— Begin PROVIDED INFORMATION —

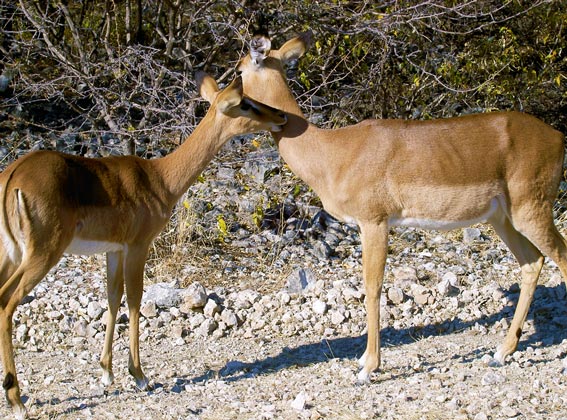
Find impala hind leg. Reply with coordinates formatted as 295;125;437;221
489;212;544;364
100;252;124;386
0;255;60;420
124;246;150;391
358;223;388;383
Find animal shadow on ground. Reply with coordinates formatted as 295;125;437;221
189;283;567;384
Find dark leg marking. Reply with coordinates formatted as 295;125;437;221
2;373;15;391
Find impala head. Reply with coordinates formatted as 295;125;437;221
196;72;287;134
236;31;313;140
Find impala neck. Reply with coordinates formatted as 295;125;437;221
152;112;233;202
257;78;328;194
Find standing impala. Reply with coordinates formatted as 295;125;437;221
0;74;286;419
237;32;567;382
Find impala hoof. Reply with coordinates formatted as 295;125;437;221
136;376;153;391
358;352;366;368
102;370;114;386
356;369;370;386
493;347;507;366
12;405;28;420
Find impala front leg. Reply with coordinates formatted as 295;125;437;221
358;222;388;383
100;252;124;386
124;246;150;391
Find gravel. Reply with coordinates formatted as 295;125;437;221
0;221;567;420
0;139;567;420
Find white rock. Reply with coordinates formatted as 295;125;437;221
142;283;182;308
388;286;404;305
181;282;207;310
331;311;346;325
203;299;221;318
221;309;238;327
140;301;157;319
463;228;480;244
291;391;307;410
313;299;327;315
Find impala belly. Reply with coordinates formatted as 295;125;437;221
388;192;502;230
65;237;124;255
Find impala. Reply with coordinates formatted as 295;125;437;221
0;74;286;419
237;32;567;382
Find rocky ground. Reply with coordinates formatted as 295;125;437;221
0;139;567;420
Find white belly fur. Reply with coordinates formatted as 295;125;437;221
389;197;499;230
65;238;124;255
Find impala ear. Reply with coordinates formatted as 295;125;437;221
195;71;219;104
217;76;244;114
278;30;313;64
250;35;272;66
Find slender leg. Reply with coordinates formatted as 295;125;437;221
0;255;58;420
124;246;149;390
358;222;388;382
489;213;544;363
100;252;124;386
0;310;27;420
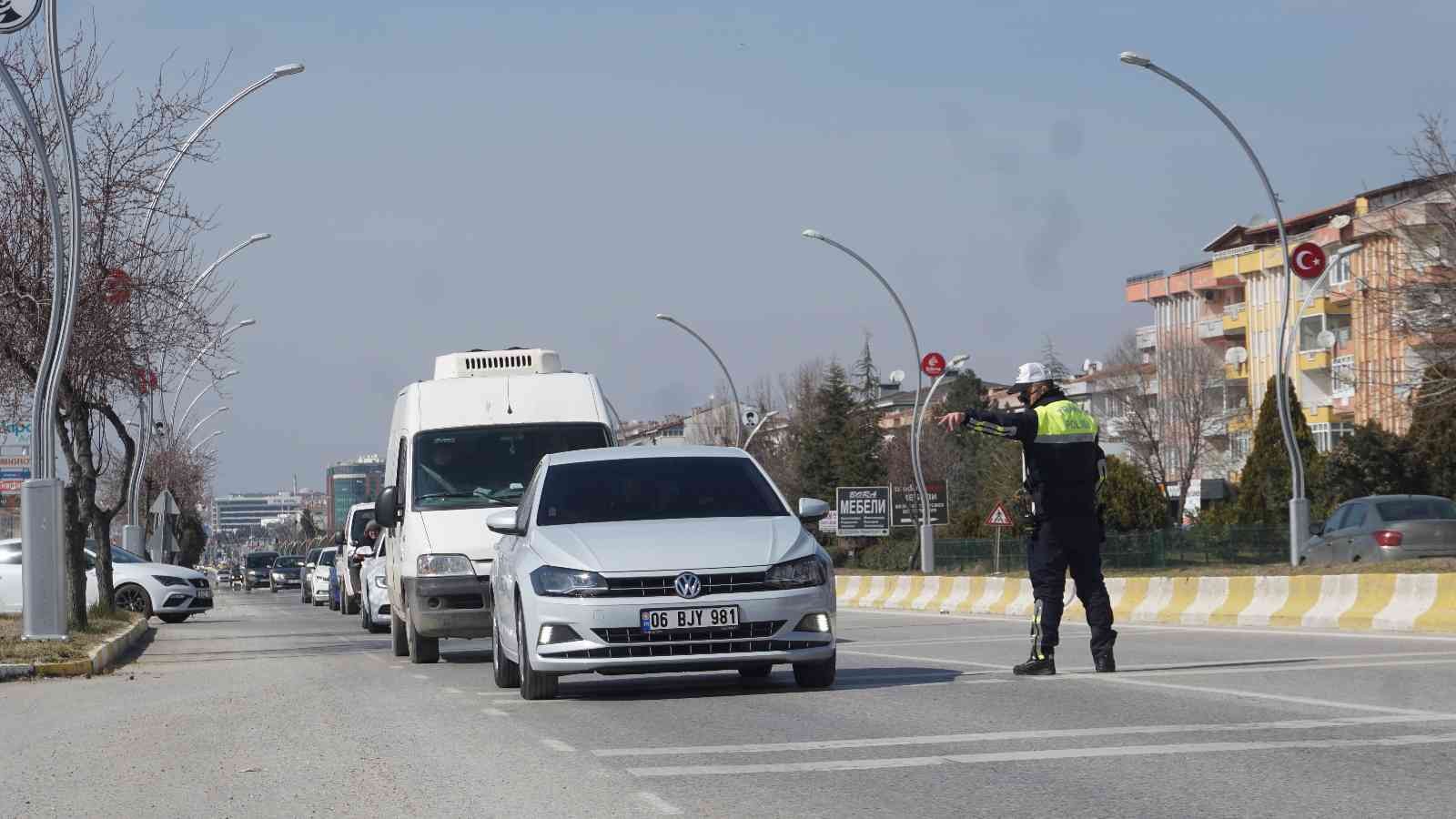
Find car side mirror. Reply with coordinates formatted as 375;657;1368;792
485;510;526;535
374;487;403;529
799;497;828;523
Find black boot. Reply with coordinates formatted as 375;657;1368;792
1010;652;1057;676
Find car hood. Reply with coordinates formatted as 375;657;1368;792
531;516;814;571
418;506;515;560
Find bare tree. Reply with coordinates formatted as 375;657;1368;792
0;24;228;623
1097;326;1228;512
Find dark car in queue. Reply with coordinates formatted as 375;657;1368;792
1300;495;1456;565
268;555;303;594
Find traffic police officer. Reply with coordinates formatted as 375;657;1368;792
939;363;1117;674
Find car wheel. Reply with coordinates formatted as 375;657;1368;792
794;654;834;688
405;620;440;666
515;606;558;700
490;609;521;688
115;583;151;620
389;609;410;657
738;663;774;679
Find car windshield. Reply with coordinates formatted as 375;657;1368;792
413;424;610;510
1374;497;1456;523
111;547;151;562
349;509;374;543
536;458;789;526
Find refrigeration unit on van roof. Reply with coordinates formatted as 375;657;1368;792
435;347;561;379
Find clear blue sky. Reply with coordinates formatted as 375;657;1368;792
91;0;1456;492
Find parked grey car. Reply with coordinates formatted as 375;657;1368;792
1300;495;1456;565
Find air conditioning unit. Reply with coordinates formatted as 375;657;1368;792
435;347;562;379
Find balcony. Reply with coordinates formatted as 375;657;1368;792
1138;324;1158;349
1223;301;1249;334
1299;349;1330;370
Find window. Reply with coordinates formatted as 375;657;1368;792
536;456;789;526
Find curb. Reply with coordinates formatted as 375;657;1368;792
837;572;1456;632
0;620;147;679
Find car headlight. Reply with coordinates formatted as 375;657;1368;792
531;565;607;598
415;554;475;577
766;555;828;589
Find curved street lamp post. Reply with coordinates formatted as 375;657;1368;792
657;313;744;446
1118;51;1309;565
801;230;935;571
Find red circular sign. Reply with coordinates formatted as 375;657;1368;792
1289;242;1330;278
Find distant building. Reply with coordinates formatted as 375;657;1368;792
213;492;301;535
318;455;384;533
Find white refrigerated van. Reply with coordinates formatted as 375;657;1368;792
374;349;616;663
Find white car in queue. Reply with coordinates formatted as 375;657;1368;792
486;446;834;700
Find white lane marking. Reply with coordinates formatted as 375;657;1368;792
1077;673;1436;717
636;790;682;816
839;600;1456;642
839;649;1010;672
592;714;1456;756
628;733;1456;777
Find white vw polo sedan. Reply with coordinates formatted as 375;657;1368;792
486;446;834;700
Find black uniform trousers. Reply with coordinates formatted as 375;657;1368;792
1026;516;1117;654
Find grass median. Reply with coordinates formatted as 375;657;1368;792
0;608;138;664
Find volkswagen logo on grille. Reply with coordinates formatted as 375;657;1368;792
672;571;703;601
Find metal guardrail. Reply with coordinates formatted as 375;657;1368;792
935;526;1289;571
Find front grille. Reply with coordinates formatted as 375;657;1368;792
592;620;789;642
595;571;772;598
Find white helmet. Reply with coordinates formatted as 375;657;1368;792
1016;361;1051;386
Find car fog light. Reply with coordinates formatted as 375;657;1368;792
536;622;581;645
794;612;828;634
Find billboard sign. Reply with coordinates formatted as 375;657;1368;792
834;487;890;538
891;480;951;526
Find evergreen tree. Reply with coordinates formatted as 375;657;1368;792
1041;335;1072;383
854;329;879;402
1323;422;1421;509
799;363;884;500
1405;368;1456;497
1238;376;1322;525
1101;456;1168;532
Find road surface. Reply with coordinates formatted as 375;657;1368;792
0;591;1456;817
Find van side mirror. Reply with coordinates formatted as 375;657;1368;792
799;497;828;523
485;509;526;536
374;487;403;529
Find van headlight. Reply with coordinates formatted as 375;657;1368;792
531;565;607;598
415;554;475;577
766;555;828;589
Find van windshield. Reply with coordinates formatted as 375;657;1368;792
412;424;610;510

— End PROVIDED INFORMATION —
— Begin PROVIDED INFORMATION —

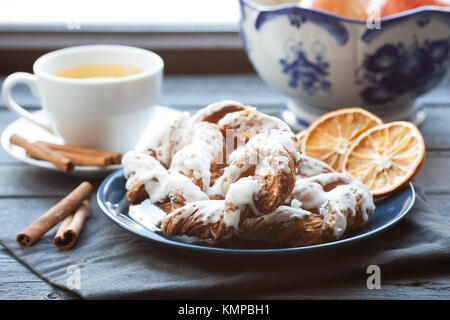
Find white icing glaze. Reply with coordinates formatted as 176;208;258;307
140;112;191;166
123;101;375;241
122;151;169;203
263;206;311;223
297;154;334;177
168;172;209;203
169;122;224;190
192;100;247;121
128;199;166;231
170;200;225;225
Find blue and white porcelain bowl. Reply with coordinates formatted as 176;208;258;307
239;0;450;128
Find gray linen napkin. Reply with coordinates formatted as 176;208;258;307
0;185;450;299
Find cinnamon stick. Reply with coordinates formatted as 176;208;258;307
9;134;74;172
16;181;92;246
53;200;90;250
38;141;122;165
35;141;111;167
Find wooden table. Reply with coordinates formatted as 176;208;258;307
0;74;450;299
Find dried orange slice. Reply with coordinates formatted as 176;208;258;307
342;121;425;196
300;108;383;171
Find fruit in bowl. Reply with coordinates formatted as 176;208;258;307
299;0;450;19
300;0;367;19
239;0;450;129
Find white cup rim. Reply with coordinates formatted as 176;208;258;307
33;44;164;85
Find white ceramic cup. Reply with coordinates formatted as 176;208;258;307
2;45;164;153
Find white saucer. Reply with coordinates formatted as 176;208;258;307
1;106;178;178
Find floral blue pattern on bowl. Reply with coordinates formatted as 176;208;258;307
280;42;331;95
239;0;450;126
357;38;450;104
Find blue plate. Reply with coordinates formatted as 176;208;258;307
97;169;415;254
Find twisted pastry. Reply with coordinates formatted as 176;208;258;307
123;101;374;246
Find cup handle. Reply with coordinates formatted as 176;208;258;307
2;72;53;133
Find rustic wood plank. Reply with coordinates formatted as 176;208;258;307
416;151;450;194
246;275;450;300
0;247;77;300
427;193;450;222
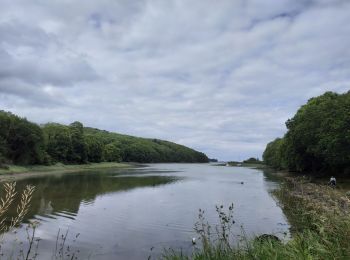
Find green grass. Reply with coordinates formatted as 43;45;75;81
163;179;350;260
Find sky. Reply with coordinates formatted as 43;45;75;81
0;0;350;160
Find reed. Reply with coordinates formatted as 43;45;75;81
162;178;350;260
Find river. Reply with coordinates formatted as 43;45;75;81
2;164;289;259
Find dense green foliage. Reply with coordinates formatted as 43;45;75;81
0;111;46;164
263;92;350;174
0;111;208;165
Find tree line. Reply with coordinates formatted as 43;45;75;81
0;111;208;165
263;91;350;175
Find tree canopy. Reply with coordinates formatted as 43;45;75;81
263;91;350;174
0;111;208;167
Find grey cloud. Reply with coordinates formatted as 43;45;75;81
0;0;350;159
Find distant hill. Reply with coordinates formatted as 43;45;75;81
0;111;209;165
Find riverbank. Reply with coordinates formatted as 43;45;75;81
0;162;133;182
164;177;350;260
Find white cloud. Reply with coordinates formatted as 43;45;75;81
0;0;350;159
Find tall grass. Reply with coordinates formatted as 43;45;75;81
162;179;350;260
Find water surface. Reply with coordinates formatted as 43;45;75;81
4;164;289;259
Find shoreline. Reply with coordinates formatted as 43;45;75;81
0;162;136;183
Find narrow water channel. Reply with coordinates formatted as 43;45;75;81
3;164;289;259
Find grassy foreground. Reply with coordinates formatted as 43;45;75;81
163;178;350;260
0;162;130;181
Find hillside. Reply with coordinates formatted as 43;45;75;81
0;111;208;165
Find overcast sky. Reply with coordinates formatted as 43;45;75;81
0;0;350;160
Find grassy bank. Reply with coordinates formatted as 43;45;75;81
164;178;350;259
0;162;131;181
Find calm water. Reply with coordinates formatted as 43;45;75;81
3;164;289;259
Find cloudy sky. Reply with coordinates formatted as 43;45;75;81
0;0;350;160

— End PROVIDED INFORMATION —

CHALLENGE
Write out the lines starting at the one that contains "Find impala hind" and ending at the one that contains "12;405;28;420", both included, exactly as they appear.

THE RESPONSE
Find impala hind leg. Reply with coordinates formatted as 295;125;437;221
489;212;544;364
100;252;124;386
0;255;60;420
124;246;150;391
358;223;388;383
Find animal shadow on ground. Reply with coordinates formatted as 295;125;437;221
189;283;567;384
Find dark leg marking. Reply with coordinates formatted as 295;125;437;221
2;373;15;391
Find impala head. Reply with coordinates formatted as 295;125;437;221
196;72;287;134
236;31;313;140
Find impala neck. Reply with coordinates formatted as 295;125;437;221
152;112;233;202
257;78;328;194
Find standing impala. Reply with coordinates formatted as 295;125;437;221
0;74;286;419
237;32;567;382
Find impala hoof. Reply with coordinates formatted as 295;125;437;221
136;376;153;391
358;352;366;368
102;370;114;386
356;369;370;386
493;347;507;366
12;405;28;420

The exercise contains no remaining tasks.